Goal: Give these items as a Markdown table with a No. column numbering each row and a Line column holding the line itself, leaving out any blank lines.

____ Data records

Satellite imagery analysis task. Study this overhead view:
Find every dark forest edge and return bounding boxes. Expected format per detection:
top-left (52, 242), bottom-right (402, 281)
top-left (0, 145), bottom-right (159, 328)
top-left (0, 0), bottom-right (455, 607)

________

Result below:
| No. | Line |
|---|---|
| 1 | Satellite imagery analysis task. Study this overhead view: |
| 2 | Find every dark forest edge and return bounding boxes. Expected format per detection: |
| 3 | top-left (52, 242), bottom-right (402, 281) |
| 4 | top-left (0, 145), bottom-right (159, 328) |
| 5 | top-left (0, 0), bottom-right (455, 607) |